-------- Extrait du document --------
Tels furent les actes préparatoires d’organisation relative à l’insurrection que l’Opposition devait proclamer aux Cayes, aussitôt que le moment en serait venu : de nombreuses adhésions y eurent lieu par la suite[1].

On trouve dans le Manifeste, le germe de toutes les autres accusations portées contre Boyer, quand cette entreprise eut été couronnée de succès. Le langage passionné dont les opposans se servirent à son égard, n’a rien que de fort naturel de leur part et par rapport au temps où ils écrivaient cette pièce : il faut toujours juger les actions des hommes à raison de l’époque et des circonstances où ils se trouvent, de même qu’on juge celles des gouvernemens, pour prononcer avec équité. D’ailleurs, on est toujours violent envers un chef que l’on veut renverser du pouvoir ; on charge de couleurs sombres le tableau que l’on fait de son administration, pour mieux entraîner les masses ; mais, c’est à l’histoire qu’il appartient d’en ménager les teintes, d’offrir la vérité, pour éclairer le jugement de la postérité.

L’Opposition sentait si bien que le peuple, en général, n’aurait pas été disposé à concourir au renversement du président Boyer, qu’il lui a fallu changer de tactique dès

  1. J’ai appris d’une personne bien informée que ce Manifeste a été substitué à un autre acte très-modéré à l’égard de Boyer. Dans le premier plan conçu aux Cayes, chaque commune devait nommer secrètement un député ; à un jour donné, tous les députés devaient être rendus au Port-au-Prince, afin de présenter à Boyer cet acte modéré par lequel ils le solliciteraient d’accorder au pays les réformes réclamées par l’Opposition. L’insurrection n’aurait eu lieu qu’en cas d’insuccès.
--------
** Consignes de l'exercice **
Recopiez, s'il vous plaît, le passage de l'extrait sur l'opposition au président Boyer en commençant aux mots "L’Opposition sentait si" et en vous arrêtant après les mots "qu’en cas d’insuccès.".
-------- Entrées --------
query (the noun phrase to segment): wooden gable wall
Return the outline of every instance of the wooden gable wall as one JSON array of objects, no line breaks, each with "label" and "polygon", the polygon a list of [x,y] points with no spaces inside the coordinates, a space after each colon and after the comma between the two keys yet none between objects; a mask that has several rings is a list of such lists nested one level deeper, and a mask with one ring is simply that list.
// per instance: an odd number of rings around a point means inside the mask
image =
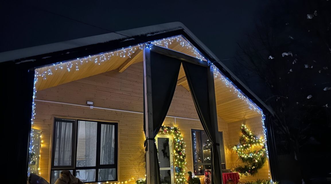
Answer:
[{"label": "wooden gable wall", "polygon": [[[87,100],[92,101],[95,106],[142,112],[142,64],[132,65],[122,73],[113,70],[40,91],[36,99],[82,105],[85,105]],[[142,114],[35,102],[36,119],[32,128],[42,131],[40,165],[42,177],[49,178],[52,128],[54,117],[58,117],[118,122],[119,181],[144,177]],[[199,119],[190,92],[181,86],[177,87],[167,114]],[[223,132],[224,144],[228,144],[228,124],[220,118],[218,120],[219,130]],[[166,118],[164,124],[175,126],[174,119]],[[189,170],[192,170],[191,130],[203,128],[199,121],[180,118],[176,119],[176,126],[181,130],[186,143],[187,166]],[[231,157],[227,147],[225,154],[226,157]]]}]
--------
-------- Entrées --------
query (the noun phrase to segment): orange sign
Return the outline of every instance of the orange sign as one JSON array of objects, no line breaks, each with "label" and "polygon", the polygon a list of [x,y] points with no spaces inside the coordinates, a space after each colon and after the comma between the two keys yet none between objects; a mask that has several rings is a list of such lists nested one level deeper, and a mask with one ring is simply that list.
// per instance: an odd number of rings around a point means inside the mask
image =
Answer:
--------
-------- Entrées --------
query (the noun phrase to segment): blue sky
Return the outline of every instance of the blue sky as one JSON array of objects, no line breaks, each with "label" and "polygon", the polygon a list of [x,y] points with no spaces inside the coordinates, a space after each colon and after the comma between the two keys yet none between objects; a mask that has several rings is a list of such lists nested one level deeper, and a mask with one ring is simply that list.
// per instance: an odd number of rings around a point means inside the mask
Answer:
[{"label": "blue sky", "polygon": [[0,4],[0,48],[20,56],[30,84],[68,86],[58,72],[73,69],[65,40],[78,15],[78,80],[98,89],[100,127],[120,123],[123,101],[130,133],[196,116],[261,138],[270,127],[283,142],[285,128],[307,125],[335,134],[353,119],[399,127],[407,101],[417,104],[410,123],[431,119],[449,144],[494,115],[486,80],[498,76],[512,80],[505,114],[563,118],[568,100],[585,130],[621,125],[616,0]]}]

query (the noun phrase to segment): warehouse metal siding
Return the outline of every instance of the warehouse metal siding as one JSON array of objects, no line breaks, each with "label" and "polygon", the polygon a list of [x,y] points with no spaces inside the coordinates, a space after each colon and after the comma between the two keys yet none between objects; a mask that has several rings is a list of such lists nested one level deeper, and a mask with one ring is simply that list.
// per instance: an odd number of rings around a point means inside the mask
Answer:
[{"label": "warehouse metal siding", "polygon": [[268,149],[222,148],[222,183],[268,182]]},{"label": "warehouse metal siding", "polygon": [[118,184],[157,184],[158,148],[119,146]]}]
--------
** Résultat attendu **
L’Opposition sentait si bien que le peuple, en général, n’aurait pas été disposé à concourir au renversement du président Boyer, qu’il lui a fallu changer de tactique dès

  1. J’ai appris d’une personne bien informée que ce Manifeste a été substitué à un autre acte très-modéré à l’égard de Boyer. Dans le premier plan conçu aux Cayes, chaque commune devait nommer secrètement un député ; à un jour donné, tous les députés devaient être rendus au Port-au-Prince, afin de présenter à Boyer cet acte modéré par lequel ils le solliciteraient d’accorder au pays les réformes réclamées par l’Opposition. L’insurrection n’aurait eu lieu qu’en cas d’insuccès.